- DIRECTION -
From the tractor depreciation exam text, extract word for word the passage starting at "Use the tables" and ending at "at 8% interest.".

Use the tables at the end of this exam to calculate depreciation on
the following items.

On March 15, 2005, Dave bought a new tractor.  Dave traded in a used
tractor which was fully depreciated but had a fair market value of
$7,000.  He also paid $10,000 "down" and financed $25,000 over 3 years
at 8% interest.

 17.  The tractor is
          A.   3-year property
          B.   5-year property
          C.   7-year property
          D.   10-year property
          E.   None of the above

 18.  If Dave does not expense any of the cost of the tractor and does
      not claim the special first year allowance, then 2005 depreciation
      will be (use regular MACRS and mid-year convention)
          A.   $1,607.10
          B.   $2,678.50
          C.   $3,749.90
          D.   $4,499.88
          E.   None of the above

 19.  What is the maximum amount that Dave can expense on the new
      tractor?

- RECORDS PROVIDED -
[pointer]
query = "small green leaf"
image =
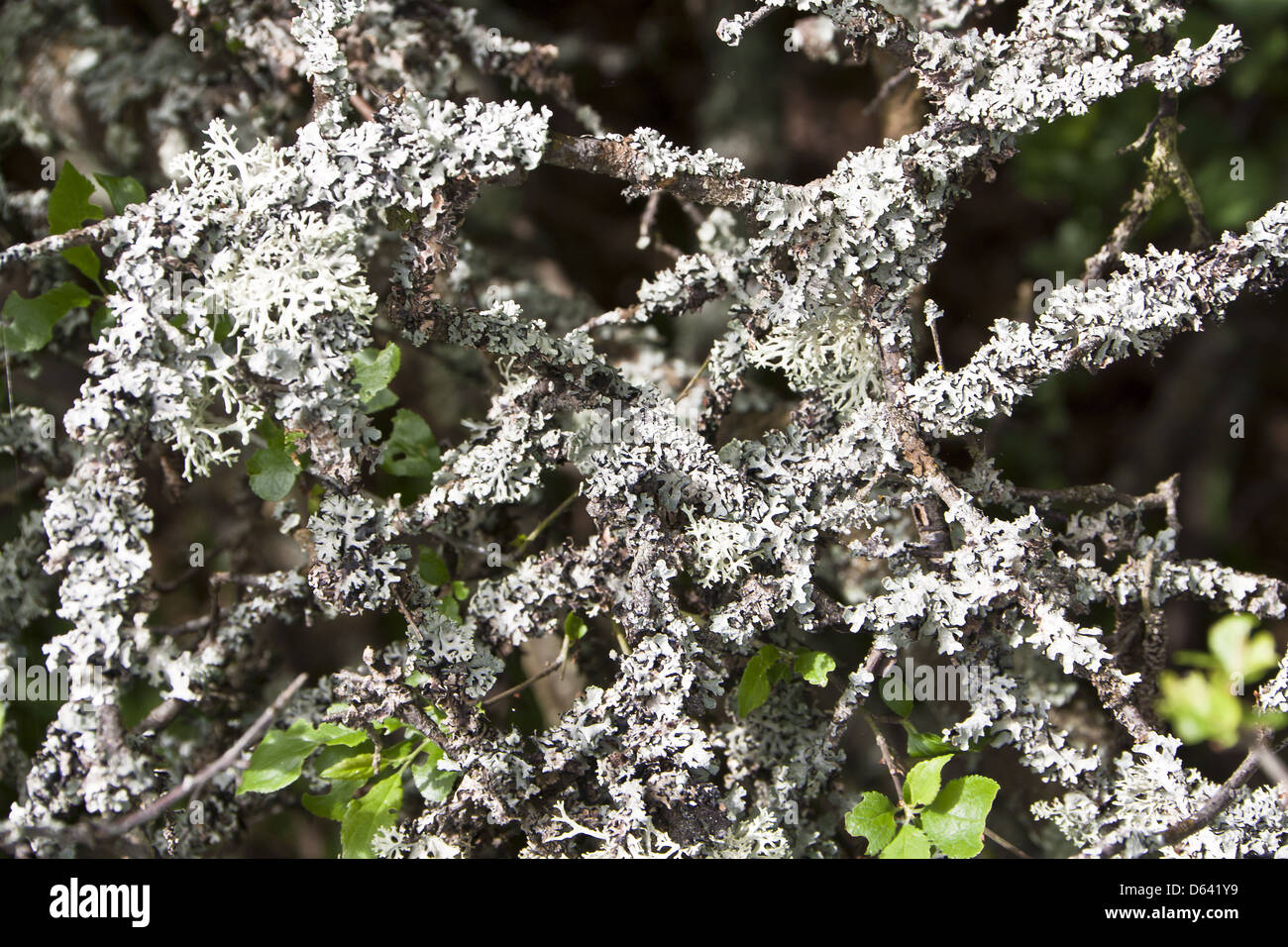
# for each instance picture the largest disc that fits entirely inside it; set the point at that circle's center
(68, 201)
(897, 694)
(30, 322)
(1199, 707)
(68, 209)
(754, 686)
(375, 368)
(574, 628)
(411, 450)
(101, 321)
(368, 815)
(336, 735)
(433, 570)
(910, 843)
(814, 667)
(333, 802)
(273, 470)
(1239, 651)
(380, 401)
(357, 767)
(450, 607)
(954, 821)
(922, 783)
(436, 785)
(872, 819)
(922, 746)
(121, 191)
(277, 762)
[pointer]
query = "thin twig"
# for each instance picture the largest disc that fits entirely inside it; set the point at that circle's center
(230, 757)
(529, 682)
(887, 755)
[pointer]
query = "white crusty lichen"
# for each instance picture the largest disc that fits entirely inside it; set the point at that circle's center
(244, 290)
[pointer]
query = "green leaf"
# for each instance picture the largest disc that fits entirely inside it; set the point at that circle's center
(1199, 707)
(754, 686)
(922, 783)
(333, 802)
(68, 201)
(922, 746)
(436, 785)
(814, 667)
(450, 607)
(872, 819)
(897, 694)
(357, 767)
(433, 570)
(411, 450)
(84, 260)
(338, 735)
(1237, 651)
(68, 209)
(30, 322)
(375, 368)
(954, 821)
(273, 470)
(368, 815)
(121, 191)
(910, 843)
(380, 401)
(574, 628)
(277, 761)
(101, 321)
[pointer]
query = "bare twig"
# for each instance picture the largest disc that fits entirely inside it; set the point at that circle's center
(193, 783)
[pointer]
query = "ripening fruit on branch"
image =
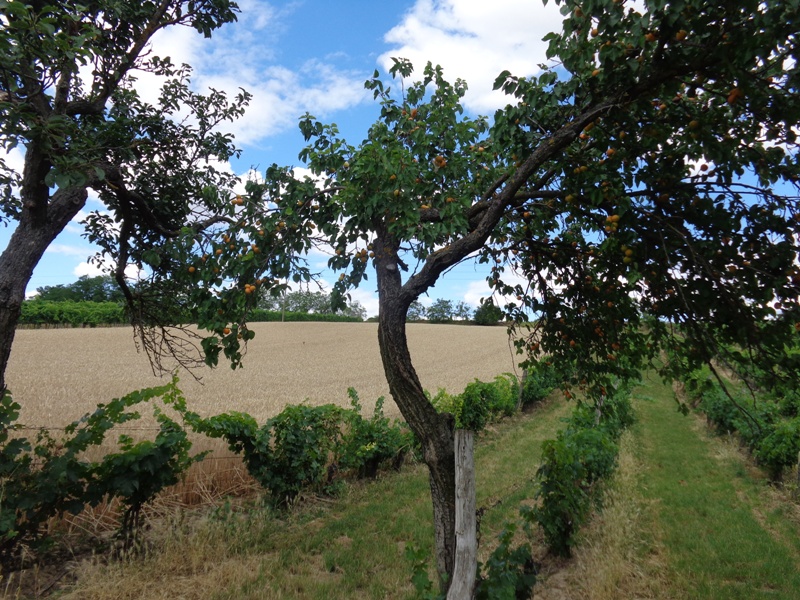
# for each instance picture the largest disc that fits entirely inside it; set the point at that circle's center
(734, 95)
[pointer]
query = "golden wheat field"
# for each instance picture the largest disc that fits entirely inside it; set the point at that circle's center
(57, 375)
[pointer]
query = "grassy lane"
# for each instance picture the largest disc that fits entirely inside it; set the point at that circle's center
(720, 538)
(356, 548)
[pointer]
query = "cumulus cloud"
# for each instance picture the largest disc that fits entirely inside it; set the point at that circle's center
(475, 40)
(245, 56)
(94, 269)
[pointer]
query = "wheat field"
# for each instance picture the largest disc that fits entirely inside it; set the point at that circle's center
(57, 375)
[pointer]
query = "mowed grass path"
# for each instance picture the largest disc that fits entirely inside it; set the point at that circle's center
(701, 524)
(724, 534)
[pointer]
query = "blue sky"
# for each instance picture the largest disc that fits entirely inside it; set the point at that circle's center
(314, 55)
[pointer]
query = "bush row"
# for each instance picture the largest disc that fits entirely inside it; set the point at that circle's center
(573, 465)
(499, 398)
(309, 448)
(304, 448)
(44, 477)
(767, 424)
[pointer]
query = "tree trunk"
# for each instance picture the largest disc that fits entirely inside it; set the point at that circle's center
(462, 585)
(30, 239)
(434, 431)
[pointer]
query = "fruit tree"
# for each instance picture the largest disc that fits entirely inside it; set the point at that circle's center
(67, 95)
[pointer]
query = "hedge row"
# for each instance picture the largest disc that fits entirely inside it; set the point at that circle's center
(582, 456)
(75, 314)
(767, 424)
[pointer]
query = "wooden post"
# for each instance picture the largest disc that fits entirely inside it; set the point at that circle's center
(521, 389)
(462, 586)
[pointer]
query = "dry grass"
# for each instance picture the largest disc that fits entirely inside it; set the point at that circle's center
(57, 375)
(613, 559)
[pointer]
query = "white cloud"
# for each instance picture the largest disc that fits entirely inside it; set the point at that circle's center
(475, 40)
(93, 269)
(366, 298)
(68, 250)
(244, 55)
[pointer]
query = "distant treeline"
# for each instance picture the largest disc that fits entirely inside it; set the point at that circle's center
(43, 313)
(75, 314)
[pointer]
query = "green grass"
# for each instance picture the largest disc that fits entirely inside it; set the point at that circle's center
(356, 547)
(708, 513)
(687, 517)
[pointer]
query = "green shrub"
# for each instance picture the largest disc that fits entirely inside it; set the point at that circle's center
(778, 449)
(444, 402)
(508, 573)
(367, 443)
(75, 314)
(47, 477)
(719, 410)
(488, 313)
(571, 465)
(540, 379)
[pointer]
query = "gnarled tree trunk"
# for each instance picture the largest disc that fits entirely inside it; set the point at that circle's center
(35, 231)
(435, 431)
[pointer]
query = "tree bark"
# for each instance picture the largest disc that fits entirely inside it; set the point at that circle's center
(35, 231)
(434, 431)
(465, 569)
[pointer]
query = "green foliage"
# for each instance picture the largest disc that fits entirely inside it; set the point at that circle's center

- SOLVED EXERCISE -
Use the tables at the end of this exam to calculate depreciation on
the following items.

On March 15, 2005, Dave bought a new tractor.  Dave traded in a used
tractor which was fully depreciated but had a fair market value of
$7,000.  He also paid $10,000 "down" and financed $25,000 over 3 years
at 8% interest.